═══ ИСХОДНЫЙ ТЕКСТ
Несмотря на двадцатилетнюю работу в русской литературе и заявленную ею высокую, по слову Мандельштама, «жизненную задачу», к концу 1920-х годов его положение в литературном поле оценивалось современниками как положение «неудачника». Так, в набросках воспоминаний, создававшихся на рубеже 1930-х годов, бывший учитель Мандельштама в Тенишевском училище В.В. Гиппиус писал: «Основа моей когда его знал характеристики: литературный неудачник – ergo – завистник – или надутый собственник, прикрывающийся важностью»[70]. Эта квалификация, идущая с 1910-х годов рука об руку со снисходительно-ироническим отношением к личным качествам поэта даже в дружеском кругу[71], самим Мандельштамом не в последнюю очередь связывалась с критической недооценкой его представителями предшествующих литературных поколений – такими, как критик Горнфельд или символисты. В 1935 году, в беседе с С.Б. Рудаковым Мандельштам признавался: «<…> я Кюхельбекер – комичная сейчас, а может быть, и всегда фигура… Оценку выковывали символисты и формалисты. Моя цена в полушку и у тех, и у других»[72].
══════
(ЗАДАНИЕ A):
С кем, согласно исходному тексту, Мандельштам сравнил себя в беседе с С.Б. Рудаковым в 1935 году?
═══ ВХОДНЫЕ ДАННЫЕ
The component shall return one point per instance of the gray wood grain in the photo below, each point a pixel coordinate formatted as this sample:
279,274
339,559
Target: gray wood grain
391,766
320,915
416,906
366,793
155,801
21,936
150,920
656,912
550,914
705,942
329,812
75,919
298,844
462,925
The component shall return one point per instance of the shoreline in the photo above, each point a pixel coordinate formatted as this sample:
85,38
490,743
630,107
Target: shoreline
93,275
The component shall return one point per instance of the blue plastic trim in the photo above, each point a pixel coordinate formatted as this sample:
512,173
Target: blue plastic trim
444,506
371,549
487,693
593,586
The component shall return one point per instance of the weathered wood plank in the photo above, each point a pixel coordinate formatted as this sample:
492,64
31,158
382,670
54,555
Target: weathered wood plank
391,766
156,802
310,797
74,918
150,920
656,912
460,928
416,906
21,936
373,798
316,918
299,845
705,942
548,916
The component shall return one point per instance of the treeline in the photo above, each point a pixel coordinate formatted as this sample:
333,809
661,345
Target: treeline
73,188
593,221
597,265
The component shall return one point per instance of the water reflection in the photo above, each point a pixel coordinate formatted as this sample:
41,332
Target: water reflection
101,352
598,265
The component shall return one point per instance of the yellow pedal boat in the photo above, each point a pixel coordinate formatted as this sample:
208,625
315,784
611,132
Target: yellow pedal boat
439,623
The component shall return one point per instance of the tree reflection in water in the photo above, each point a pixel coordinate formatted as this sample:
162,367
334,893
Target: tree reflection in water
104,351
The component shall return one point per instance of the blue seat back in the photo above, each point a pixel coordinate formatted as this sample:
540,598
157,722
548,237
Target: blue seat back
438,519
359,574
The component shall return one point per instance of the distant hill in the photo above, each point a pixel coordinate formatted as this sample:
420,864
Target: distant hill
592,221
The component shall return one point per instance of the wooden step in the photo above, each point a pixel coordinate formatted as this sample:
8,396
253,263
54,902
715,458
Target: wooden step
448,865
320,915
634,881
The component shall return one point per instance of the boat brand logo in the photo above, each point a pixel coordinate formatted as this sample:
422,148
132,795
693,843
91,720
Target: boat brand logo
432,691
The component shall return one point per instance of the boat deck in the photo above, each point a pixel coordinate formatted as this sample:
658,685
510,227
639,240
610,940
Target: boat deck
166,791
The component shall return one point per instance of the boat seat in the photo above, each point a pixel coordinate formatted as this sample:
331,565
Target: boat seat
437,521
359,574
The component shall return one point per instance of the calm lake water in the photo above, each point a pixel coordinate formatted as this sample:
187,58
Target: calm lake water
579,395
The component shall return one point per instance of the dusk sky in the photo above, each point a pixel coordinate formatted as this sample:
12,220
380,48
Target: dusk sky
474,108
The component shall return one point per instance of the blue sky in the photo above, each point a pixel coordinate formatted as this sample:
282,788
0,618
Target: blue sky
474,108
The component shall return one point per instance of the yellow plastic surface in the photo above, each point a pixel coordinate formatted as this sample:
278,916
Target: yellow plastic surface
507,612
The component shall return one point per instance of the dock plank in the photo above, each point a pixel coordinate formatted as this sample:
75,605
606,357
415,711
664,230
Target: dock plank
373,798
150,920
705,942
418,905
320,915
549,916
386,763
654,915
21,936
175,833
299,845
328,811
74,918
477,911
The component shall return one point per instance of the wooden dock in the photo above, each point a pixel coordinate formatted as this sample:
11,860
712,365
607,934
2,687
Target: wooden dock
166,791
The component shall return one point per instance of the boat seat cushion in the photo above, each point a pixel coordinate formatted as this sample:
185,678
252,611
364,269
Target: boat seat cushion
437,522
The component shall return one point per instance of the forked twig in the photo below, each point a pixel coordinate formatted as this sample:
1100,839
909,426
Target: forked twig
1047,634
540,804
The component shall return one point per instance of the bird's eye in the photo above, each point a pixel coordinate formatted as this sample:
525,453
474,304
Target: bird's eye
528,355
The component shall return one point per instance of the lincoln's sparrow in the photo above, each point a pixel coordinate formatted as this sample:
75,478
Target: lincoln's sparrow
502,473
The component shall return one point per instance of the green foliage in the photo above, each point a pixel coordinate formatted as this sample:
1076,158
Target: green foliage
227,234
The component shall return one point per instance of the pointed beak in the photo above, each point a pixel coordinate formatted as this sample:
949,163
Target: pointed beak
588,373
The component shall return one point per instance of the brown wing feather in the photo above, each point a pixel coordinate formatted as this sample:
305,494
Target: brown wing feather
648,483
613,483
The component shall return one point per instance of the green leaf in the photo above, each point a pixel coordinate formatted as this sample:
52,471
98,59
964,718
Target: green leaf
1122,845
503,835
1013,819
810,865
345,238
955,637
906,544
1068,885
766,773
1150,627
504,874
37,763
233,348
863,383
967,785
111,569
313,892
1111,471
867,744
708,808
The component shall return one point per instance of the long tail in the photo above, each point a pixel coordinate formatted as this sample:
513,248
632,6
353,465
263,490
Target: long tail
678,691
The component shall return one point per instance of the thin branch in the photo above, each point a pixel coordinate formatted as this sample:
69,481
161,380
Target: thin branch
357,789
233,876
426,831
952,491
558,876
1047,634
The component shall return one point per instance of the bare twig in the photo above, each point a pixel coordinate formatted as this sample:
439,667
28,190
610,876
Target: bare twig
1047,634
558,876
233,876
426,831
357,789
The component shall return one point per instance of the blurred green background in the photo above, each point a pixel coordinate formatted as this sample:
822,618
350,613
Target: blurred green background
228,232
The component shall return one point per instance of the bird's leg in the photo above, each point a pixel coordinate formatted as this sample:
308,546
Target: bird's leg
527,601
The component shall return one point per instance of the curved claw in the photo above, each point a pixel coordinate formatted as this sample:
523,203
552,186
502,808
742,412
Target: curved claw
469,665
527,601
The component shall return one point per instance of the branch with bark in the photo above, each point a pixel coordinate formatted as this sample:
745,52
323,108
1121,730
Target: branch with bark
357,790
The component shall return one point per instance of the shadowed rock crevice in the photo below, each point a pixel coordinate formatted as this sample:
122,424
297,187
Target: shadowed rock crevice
══════
═══ ВХОДНЫЕ ДАННЫЕ
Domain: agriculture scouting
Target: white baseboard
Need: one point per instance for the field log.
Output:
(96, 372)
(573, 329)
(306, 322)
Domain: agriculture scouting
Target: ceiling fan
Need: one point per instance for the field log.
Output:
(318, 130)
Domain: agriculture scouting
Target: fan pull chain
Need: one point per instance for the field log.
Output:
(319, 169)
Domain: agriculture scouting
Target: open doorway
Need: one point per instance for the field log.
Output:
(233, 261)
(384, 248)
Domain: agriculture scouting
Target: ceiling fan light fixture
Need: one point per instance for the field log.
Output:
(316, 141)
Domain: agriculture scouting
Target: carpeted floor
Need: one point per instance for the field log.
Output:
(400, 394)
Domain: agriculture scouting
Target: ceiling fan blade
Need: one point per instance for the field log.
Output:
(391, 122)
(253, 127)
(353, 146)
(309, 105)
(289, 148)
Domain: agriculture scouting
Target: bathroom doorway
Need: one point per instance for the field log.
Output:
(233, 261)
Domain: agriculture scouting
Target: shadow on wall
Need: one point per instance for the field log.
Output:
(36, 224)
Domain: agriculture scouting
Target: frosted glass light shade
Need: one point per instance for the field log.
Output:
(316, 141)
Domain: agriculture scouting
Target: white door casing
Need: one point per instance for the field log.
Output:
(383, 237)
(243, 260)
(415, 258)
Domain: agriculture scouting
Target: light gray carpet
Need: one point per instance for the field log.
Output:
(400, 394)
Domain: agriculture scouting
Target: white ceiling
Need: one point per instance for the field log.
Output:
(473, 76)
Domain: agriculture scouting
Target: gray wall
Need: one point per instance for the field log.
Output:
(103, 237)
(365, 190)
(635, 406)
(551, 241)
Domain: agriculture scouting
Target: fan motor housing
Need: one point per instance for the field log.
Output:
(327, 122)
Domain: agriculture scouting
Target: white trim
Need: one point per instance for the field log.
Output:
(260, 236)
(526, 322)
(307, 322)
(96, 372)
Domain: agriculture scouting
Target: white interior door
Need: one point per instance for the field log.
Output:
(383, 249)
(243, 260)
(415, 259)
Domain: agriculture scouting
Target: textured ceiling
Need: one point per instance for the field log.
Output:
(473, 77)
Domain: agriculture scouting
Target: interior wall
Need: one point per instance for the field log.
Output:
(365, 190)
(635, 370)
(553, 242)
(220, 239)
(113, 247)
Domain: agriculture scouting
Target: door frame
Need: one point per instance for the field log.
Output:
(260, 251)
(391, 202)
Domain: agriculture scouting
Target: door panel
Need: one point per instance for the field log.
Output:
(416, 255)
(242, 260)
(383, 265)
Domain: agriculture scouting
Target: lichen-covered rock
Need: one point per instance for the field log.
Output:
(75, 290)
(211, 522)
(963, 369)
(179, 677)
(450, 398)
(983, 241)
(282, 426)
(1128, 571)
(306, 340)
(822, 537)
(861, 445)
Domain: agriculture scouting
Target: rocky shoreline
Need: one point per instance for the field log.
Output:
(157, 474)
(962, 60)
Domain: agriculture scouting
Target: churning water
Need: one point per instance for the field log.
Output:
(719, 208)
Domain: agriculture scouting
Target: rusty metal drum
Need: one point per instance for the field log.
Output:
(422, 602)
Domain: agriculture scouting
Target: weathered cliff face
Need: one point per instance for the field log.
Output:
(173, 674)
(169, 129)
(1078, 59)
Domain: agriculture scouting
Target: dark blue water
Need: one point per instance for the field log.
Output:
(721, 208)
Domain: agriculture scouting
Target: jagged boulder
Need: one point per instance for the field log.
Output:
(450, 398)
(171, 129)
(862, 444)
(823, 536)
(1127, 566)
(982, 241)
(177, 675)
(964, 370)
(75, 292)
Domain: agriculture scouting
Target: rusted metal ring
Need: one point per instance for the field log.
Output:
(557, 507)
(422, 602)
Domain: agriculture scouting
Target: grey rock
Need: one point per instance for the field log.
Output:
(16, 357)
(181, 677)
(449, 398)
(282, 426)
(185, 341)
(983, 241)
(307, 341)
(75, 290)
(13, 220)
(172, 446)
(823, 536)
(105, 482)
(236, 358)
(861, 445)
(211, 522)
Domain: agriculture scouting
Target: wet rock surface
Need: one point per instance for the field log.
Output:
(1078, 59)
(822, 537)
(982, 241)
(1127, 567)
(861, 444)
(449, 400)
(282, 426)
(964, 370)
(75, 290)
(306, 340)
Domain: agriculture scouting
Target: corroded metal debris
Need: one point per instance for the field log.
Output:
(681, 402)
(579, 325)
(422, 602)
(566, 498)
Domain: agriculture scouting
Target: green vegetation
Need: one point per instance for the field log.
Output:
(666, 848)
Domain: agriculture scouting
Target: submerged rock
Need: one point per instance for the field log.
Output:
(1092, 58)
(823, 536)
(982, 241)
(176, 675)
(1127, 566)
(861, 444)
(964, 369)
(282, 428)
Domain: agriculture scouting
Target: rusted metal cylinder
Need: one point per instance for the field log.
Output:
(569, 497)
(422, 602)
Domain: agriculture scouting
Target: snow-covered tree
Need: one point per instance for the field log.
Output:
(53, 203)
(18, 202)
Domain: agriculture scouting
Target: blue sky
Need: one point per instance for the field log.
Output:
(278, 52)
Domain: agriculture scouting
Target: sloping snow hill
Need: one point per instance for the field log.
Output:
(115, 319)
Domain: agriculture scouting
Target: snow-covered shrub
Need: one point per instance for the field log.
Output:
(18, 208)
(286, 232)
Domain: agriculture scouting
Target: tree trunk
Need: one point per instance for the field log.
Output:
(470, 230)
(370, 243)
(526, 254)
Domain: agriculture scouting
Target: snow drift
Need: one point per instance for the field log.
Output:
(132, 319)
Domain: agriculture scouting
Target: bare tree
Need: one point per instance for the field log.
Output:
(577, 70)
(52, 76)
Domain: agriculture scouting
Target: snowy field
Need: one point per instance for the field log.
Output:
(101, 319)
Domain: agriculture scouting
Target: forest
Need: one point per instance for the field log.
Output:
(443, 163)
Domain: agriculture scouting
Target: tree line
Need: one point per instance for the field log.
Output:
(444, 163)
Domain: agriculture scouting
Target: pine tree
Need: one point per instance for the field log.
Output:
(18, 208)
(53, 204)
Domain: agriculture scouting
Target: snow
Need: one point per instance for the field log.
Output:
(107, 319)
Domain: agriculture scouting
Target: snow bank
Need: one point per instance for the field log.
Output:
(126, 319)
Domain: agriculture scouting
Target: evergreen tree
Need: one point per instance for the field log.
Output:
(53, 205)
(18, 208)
══════
(ЗАДАНИЕ B):
Перепишите без изменений строки записей: начните со строки, содержащей «the bird's leg», и закончите строкой, содержащей «Target: shadowed rock crevice», включая обе. Ничего, кроме этих строк, не приводите.

(ПОЛНЫЙ ОТВЕТ A):
С Кюхельбекером.

(ПОЛНЫЙ ОТВЕТ B):
The component shall return one point per instance of the bird's leg in the photo above, each point a pixel coordinate formatted as this sample:
308,546
Target: bird's leg
527,601
The component shall return one point per instance of the curved claw in the photo above, each point a pixel coordinate formatted as this sample:
523,203
552,186
502,808
742,412
Target: curved claw
469,665
527,601
The component shall return one point per instance of the branch with bark in the photo above, each point a pixel coordinate formatted as this sample:
745,52
323,108
1121,730
Target: branch with bark
357,790
The component shall return one point per instance of the shadowed rock crevice in the photo below, each point a pixel coordinate formatted as this sample:
122,424
297,187
Target: shadowed rock crevice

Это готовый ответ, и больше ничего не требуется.